WHAT TO DO = Could you render the items below as a two-column CSV with the header item_text,answer, with one row per item for every item? Put each item's text and its answer in a single quoted field each, with line breaks replaced by spaces.

[Stored items]
━━━━━━
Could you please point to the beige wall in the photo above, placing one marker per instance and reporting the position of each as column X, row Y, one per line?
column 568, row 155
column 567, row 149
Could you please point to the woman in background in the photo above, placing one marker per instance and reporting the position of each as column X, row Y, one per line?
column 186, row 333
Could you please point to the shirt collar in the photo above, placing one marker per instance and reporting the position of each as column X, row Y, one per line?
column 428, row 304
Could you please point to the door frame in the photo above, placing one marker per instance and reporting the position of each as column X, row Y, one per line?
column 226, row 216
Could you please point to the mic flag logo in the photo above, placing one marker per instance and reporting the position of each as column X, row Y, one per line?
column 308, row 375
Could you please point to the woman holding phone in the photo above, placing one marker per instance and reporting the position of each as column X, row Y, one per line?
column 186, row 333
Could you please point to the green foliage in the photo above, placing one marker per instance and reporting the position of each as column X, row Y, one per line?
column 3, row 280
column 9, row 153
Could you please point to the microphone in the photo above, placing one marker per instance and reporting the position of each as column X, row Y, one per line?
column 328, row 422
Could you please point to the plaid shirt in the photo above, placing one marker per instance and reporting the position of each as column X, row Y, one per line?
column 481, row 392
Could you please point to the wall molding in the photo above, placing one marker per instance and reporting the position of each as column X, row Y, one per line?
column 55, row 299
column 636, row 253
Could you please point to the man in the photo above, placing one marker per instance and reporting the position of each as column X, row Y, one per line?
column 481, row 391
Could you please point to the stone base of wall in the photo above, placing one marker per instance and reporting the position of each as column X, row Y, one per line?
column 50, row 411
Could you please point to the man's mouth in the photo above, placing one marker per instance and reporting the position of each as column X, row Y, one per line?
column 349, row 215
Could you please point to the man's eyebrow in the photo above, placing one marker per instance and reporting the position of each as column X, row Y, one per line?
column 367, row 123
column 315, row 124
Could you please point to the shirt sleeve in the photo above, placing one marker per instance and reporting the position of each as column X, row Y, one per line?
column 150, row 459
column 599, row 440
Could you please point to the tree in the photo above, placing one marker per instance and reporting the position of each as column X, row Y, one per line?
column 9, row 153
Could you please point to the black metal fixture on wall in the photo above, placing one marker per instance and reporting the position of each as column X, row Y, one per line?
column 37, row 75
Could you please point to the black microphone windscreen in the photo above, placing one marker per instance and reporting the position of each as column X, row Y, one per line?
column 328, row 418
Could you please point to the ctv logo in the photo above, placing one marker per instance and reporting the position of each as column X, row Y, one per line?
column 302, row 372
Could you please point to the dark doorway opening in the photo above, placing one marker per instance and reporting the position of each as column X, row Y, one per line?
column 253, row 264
━━━━━━
OUTPUT FOR THIS TASK =
item_text,answer
"Could you please point to the beige wall in the photo above, placing one marker per instance and reporting the position of each as column X, row Y, one per line?","column 568, row 155 column 567, row 149"
"Could you please point to the woman in background in the photo above, placing one marker per instance and reporting the position of each as column X, row Y, one per line?","column 186, row 333"
"Could you please point to the shirt collar in the photo above, placing one marker per instance and reporting the position of each as column X, row Y, one per line?","column 428, row 304"
"Could you please point to the door frame in the photo above, placing one marker per instance and reporting the position of each as column X, row Y, one per line?","column 226, row 216"
"Could you please point to the mic flag logo in the photo above, placing one marker per instance and reporting the position of each as column X, row Y, one per line?","column 308, row 375"
"Could you please point to the woman holding phone in the photo above, placing one marker per instance and reporting the position of each as column X, row Y, one per line?","column 186, row 333"
"Could you please point to the green foliage in the photo above, placing one marker per instance and reporting the position of each as column X, row Y, one per line?","column 3, row 280 column 9, row 153"
"Could you please point to the microphone in the photo above, placing one marker per instance and reporting the position of each as column X, row Y, one per line?","column 328, row 422"
"Could you please point to the plaid shirt in the photo above, placing one marker per instance and reporting the position of each as column X, row Y, one per line?","column 481, row 392"
"Could you please point to the wall molding in the photo above, placing one marker per instance and reporting the position of each as column X, row Y, one per line?","column 55, row 299 column 636, row 253"
"Could you please point to the man in the photo above, placing one marker per instance and reporting the position of each as column X, row Y, one per line?","column 481, row 391"
"Could you please point to the stone base of wall in the photo above, placing one marker per instance and reporting the position of each as column X, row Y, one per line?","column 50, row 411"
"Could you please point to the man's mouth in the photo above, placing one marker per instance and reporting the position of each as column X, row Y, one per line?","column 349, row 215"
"Could you please point to the man's eyebrow in the photo above, placing one marker per instance and reporting the position of each as column X, row Y, one per line?","column 367, row 123 column 315, row 124"
"Could you please point to the shirt sleeve in the photo above, placing one marker per instance and reporting the position of each as column X, row Y, one per line?","column 150, row 459 column 599, row 440"
"Could you please point to the tree in the photo above, placing one marker per instance and reporting the position of each as column X, row Y, one per line?","column 9, row 153"
"Could you please point to the black metal fixture on wall in the photo above, placing one marker per instance and reporting the position of each as column X, row Y, one per line?","column 37, row 75"
"Could you please point to the black microphone windscreen in the photo above, placing one marker per instance and reporting the position of each as column X, row Y, one per line?","column 328, row 418"
"Could you please point to the ctv logo in the photo above, placing one marker per instance and reporting the position of each as column X, row Y, one per line?","column 302, row 372"
"Could you please point to the dark doorway opening in the photo above, placing one marker per instance and reporting the position of each as column X, row Y, one per line?","column 253, row 264"